--- Start of SOURCE RECORDS ---

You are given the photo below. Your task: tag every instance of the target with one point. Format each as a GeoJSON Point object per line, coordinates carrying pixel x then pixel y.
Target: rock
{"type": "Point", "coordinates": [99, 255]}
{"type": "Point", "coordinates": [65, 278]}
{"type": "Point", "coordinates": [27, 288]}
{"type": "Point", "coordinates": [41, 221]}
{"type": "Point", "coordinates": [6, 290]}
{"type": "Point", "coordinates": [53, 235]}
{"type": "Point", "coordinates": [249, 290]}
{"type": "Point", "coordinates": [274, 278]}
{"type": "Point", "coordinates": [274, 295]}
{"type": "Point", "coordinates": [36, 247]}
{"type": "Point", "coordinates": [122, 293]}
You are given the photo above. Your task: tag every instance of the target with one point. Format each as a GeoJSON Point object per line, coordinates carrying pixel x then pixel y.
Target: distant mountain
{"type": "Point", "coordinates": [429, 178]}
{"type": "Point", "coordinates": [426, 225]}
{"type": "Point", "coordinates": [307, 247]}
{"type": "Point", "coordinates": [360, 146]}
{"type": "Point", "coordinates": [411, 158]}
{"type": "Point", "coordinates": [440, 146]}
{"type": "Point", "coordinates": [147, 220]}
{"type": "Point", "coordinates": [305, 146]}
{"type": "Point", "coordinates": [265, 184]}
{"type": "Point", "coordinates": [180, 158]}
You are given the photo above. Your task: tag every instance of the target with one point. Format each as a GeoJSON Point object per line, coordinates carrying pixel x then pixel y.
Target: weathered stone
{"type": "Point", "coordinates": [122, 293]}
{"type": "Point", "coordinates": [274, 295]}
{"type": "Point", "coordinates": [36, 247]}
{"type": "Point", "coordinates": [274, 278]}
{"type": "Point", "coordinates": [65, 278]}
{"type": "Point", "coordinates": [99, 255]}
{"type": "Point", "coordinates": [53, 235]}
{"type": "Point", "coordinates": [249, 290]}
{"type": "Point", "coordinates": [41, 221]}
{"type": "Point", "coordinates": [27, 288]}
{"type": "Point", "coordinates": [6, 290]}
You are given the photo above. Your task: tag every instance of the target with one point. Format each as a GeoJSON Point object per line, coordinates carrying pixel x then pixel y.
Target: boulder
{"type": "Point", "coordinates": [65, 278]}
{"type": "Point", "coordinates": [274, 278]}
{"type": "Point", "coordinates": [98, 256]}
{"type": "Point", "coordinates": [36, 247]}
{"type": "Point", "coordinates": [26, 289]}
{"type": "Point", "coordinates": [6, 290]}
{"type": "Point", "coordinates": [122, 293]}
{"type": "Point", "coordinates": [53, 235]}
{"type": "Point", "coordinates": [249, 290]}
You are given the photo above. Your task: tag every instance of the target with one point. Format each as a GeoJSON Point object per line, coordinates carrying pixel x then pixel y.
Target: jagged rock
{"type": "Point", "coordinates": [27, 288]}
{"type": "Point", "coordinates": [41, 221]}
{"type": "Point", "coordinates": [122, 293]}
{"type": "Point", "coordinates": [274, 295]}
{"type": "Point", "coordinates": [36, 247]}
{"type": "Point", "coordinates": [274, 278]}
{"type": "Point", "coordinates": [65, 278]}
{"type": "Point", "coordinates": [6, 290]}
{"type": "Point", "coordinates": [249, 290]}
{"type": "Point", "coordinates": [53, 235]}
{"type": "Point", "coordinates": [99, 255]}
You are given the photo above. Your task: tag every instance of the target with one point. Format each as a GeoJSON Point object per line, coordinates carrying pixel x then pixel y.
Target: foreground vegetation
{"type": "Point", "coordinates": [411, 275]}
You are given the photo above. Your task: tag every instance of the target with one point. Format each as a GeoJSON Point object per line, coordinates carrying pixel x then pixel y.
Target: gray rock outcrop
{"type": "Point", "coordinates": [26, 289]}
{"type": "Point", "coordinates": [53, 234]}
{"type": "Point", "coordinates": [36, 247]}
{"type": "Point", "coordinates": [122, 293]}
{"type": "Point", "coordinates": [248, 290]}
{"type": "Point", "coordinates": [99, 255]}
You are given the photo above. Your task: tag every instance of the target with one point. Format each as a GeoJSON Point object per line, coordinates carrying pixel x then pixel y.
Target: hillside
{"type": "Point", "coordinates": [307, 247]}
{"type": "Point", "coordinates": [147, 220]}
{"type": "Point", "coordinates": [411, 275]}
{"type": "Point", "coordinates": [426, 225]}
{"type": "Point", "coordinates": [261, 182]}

--- End of SOURCE RECORDS ---

* _REQUIREMENT_
Write out all of the records once more, exactly.

* _RESPONSE FOR THIS EXERCISE_
You are given the photo below. Your task: tag every instance of the target with one point. Format each as a GeoJSON Point object per line, coordinates carrying pixel x then pixel y.
Target: rock
{"type": "Point", "coordinates": [99, 255]}
{"type": "Point", "coordinates": [65, 278]}
{"type": "Point", "coordinates": [27, 288]}
{"type": "Point", "coordinates": [41, 221]}
{"type": "Point", "coordinates": [6, 290]}
{"type": "Point", "coordinates": [53, 235]}
{"type": "Point", "coordinates": [249, 290]}
{"type": "Point", "coordinates": [274, 278]}
{"type": "Point", "coordinates": [274, 295]}
{"type": "Point", "coordinates": [36, 247]}
{"type": "Point", "coordinates": [122, 293]}
You are given the photo above. Your task: tag every instance of the target with one point. Format each as a GeoJSON Point object per line, coordinates carrying pixel x then pixel y.
Target: distant mountain
{"type": "Point", "coordinates": [429, 178]}
{"type": "Point", "coordinates": [426, 225]}
{"type": "Point", "coordinates": [307, 247]}
{"type": "Point", "coordinates": [360, 146]}
{"type": "Point", "coordinates": [411, 158]}
{"type": "Point", "coordinates": [440, 146]}
{"type": "Point", "coordinates": [147, 220]}
{"type": "Point", "coordinates": [305, 146]}
{"type": "Point", "coordinates": [265, 184]}
{"type": "Point", "coordinates": [180, 158]}
You are given the photo above. Your task: tag every instance of the target with one point. Format each as a GeoJSON Point object per line, coordinates carrying pixel x then pixel y.
Target: weathered stone
{"type": "Point", "coordinates": [122, 293]}
{"type": "Point", "coordinates": [274, 295]}
{"type": "Point", "coordinates": [36, 247]}
{"type": "Point", "coordinates": [274, 278]}
{"type": "Point", "coordinates": [65, 278]}
{"type": "Point", "coordinates": [99, 255]}
{"type": "Point", "coordinates": [53, 235]}
{"type": "Point", "coordinates": [249, 290]}
{"type": "Point", "coordinates": [41, 221]}
{"type": "Point", "coordinates": [27, 288]}
{"type": "Point", "coordinates": [6, 290]}
You are given the photo above. Your task: tag every instance of the target with one point. Format each as a GeoJSON Point object per line, coordinates carrying pixel x then pixel y.
Target: boulder
{"type": "Point", "coordinates": [65, 278]}
{"type": "Point", "coordinates": [274, 278]}
{"type": "Point", "coordinates": [98, 256]}
{"type": "Point", "coordinates": [36, 247]}
{"type": "Point", "coordinates": [26, 289]}
{"type": "Point", "coordinates": [6, 290]}
{"type": "Point", "coordinates": [122, 293]}
{"type": "Point", "coordinates": [53, 235]}
{"type": "Point", "coordinates": [249, 290]}
You are given the photo above. Your task: tag every instance of the target with one point. Format each as a GeoJSON Point object per line, coordinates carrying pixel x then pixel y.
Target: jagged rock
{"type": "Point", "coordinates": [27, 288]}
{"type": "Point", "coordinates": [41, 221]}
{"type": "Point", "coordinates": [122, 293]}
{"type": "Point", "coordinates": [274, 295]}
{"type": "Point", "coordinates": [36, 247]}
{"type": "Point", "coordinates": [274, 278]}
{"type": "Point", "coordinates": [65, 278]}
{"type": "Point", "coordinates": [6, 290]}
{"type": "Point", "coordinates": [249, 290]}
{"type": "Point", "coordinates": [53, 235]}
{"type": "Point", "coordinates": [99, 255]}
You are given the photo above. Your task: tag every instance of the target with one point. Format each as a GeoJSON Point object per line, coordinates carrying pixel x then pixel y.
Target: foreground vegetation
{"type": "Point", "coordinates": [411, 275]}
You are given the photo above. Your task: tag every instance of the target with one point. Format each as a GeoJSON Point object per line, coordinates carrying pixel x then pixel y.
Target: gray rock outcrop
{"type": "Point", "coordinates": [26, 289]}
{"type": "Point", "coordinates": [53, 234]}
{"type": "Point", "coordinates": [36, 247]}
{"type": "Point", "coordinates": [122, 293]}
{"type": "Point", "coordinates": [248, 290]}
{"type": "Point", "coordinates": [99, 255]}
You are given the photo above. Your task: tag every instance of the target with one point. Format each as a GeoJSON Point object per line, coordinates carrying pixel x then pixel y.
Target: hillside
{"type": "Point", "coordinates": [307, 247]}
{"type": "Point", "coordinates": [147, 220]}
{"type": "Point", "coordinates": [411, 275]}
{"type": "Point", "coordinates": [426, 225]}
{"type": "Point", "coordinates": [261, 182]}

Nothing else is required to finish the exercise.